Start of Given information
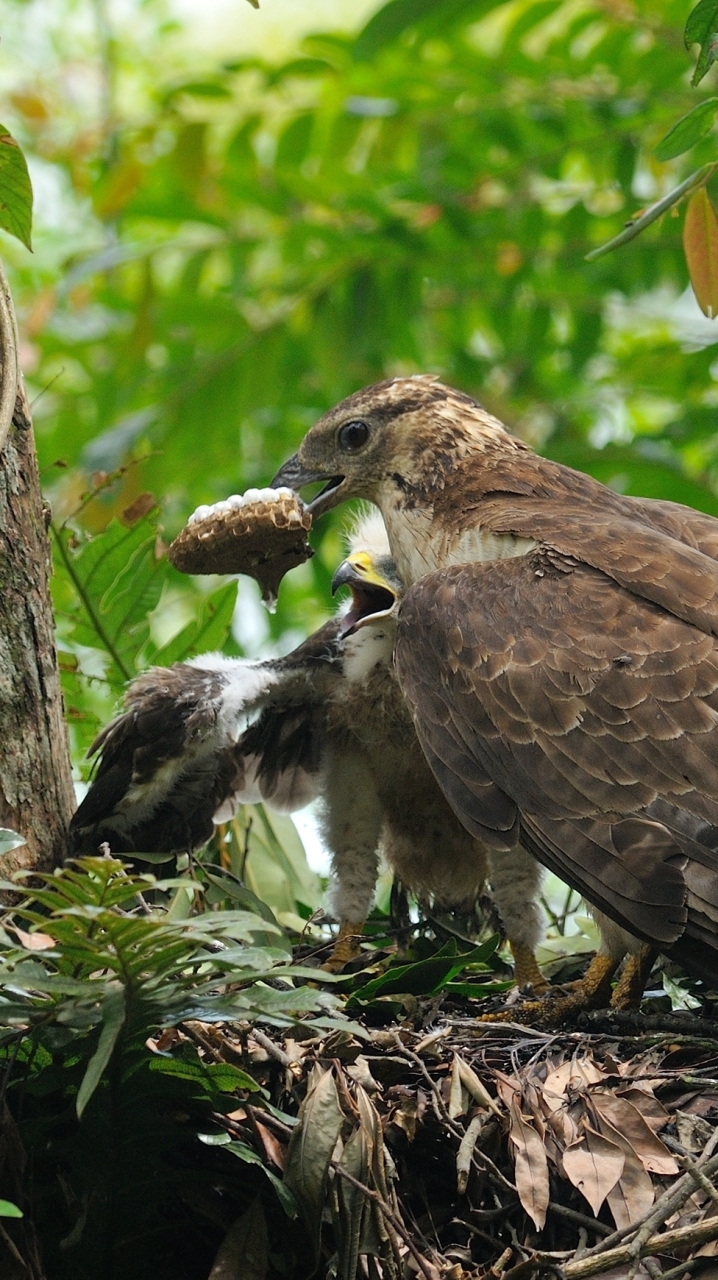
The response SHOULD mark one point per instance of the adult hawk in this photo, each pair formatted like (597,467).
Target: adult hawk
(327,721)
(558,650)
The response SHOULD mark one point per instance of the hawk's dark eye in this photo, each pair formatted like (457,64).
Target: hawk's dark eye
(352,435)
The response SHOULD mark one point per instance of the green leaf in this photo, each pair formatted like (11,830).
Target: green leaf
(227,1078)
(634,228)
(10,840)
(424,977)
(209,630)
(113,1022)
(216,1075)
(702,28)
(689,131)
(117,580)
(310,1151)
(15,190)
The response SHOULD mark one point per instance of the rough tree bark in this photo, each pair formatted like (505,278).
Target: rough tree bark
(36,791)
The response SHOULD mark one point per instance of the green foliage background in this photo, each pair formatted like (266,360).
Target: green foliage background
(242,248)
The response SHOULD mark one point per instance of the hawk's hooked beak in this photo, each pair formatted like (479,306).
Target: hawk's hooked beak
(295,475)
(373,597)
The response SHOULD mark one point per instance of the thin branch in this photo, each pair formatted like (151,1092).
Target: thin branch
(672,1200)
(699,1233)
(424,1266)
(9,360)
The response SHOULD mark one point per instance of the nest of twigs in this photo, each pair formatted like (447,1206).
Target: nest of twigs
(472,1150)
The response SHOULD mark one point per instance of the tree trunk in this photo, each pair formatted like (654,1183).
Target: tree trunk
(36,791)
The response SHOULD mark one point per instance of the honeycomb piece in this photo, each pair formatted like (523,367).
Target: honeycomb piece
(261,533)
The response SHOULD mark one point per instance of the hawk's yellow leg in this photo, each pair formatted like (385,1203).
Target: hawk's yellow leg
(346,947)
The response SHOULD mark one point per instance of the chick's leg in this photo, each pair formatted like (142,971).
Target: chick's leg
(351,826)
(516,883)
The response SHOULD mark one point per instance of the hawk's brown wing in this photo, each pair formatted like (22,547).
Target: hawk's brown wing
(542,685)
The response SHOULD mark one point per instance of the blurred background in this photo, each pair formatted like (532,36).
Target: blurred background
(245,214)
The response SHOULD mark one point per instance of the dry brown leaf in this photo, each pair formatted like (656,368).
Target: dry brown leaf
(273,1148)
(634,1192)
(593,1165)
(584,1072)
(458,1095)
(471,1082)
(700,246)
(243,1255)
(556,1086)
(33,941)
(652,1110)
(630,1123)
(531,1168)
(693,1130)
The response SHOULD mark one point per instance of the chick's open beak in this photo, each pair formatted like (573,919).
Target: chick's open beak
End of Given information
Only the lines from the one that contains "The response SHOULD mark one point per instance of the dry" to the end of the data should be output, exactly as they appear.

The response SHOULD mark one point per instance of the dry brown leaf in this photo, each pair formatted like (656,368).
Target: dry brown leaf
(273,1148)
(634,1192)
(593,1165)
(584,1072)
(458,1095)
(471,1082)
(700,246)
(243,1255)
(556,1086)
(33,941)
(652,1110)
(630,1123)
(531,1168)
(693,1130)
The response SHOULD mark one point per instance of the chick's open beak in this photo, each pair formatted like (573,919).
Target: chick's open beak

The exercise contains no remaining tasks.